-------- FRAGMENTO DEL TEXTO

Emilia Lucía se asomó sonriente a la puerta de mi oficina y me preguntó desde allí si yo la recordaba. Por supuesto que sí la ubiqué de inmediato en mi memoria. En el brevísimo lapso en que hablamos, me comentó de sus hijos -como lo hacen todos los padres que se sienten orgullosos de ellos- y yo -que también me siento orgulloso de los míos- le sinteticé en qué andaban. Coincidimos en que habíamos terminado con hijos estudiando en Bogotá.
Hoy, en medio de la indignación y el asombro, descubro cuánto se parecen a mí quienes forman mi círculo de amigos, de allegados, de conocidos. Y es que tenemos un común denominador: todos, en una forma o en otra, mantenemos una estrecha relación con los libros. Alrededor de los libros -y por ese camino alrededor del estudio- se nos han ido todos estos años de nuestras vidas, siempre inculcándoles a nuestros hijos el mismo interés por la superación personal en torno al libro, a la lectura y a la investigación bibliográfica que nos animó la existencia. Y esa similitud de intereses, esa coincidencia en que la mejor herencia que les podemos dejar a nuestros hijos es el conocimiento, acaso siguiendo inconscientemente la prédica de Desiderata, “Ama siempre tu profesión por humilde que sea; ella es un tesoro en el fortuito cambiar de los tiempos”, ha hecho que siempre coincidamos en escenarios donde, de una forma o de otra, se cultiva el amor por los libros. No fue casual, entonces, que a mi esposa la haya conocido en el lanzamiento de un libro, ni que mi libro de historia me haya traído nuevos y valiosos amigos, ni que mi casa sea frecuentada por jóvenes estudiantes, los amigos de mis hijos. Jamás podría ser amigo mío aquel zafio de quien Orlando Cancelado cuenta que se ufanaba de que ni él ni sus hijos para salir adelante en la vida habían necesitado de los libros.

----------------
-------- INFORMACIÓN DADA

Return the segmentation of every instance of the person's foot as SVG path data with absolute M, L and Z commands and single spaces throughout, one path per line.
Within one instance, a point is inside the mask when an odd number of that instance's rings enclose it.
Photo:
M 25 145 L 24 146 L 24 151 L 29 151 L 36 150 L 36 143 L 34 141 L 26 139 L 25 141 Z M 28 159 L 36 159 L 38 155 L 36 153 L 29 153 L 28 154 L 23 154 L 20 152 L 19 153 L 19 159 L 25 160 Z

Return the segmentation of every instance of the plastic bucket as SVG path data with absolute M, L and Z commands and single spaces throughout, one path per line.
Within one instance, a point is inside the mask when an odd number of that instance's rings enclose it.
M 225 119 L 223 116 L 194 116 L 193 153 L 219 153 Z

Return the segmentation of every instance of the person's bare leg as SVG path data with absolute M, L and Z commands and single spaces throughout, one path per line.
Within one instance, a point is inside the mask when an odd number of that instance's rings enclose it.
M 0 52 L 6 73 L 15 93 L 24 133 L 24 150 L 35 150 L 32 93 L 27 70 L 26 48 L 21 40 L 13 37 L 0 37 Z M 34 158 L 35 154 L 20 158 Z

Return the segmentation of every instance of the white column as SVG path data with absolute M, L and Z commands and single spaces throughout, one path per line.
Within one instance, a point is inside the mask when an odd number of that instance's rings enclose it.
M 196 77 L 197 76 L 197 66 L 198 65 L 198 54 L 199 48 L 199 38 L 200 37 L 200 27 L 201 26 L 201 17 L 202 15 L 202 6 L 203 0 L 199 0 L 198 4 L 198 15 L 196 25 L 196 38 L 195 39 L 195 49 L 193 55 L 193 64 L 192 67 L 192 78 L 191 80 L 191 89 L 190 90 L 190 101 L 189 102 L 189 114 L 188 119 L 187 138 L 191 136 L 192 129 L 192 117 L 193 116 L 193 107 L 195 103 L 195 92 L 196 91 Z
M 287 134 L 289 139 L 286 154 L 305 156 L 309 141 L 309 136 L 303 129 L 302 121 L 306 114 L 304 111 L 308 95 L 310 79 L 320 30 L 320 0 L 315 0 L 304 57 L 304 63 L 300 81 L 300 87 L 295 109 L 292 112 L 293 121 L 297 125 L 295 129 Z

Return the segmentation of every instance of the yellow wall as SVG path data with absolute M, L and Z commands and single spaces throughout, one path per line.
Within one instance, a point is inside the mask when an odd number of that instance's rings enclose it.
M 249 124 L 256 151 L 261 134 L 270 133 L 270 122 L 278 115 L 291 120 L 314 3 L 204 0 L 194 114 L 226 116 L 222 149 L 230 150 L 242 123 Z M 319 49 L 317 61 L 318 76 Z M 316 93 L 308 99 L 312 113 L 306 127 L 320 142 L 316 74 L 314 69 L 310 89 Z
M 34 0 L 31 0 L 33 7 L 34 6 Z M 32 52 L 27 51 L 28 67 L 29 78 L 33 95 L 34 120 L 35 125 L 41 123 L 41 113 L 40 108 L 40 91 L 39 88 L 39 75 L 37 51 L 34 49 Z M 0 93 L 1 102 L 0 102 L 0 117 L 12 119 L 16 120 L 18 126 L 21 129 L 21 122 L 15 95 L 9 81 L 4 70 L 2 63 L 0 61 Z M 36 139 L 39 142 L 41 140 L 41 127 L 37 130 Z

----------------

## TAREA ASIGNADA 1
Copia del fragmento sobre los libros el pasaje que comienza en las palabras "Emilia Lucía se" y termina después de "estudiando en Bogotá.".
## TAREA ASIGNADA 2
Enumera los hechos que, según el fragmento sobre los libros, no fueron casuales.

## RESULTADO CORRECTO 1
Emilia Lucía se asomó sonriente a la puerta de mi oficina y me preguntó desde allí si yo la recordaba. Por supuesto que sí la ubiqué de inmediato en mi memoria. En el brevísimo lapso en que hablamos, me comentó de sus hijos -como lo hacen todos los padres que se sienten orgullosos de ellos- y yo -que también me siento orgulloso de los míos- le sinteticé en qué andaban. Coincidimos en que habíamos terminado con hijos estudiando en Bogotá.

## RESULTADO CORRECTO 2
- Que a su esposa la haya conocido en el lanzamiento de un libro.
- Que su libro de historia le haya traído nuevos y valiosos amigos.
- Que su casa sea frecuentada por jóvenes estudiantes, los amigos de sus hijos.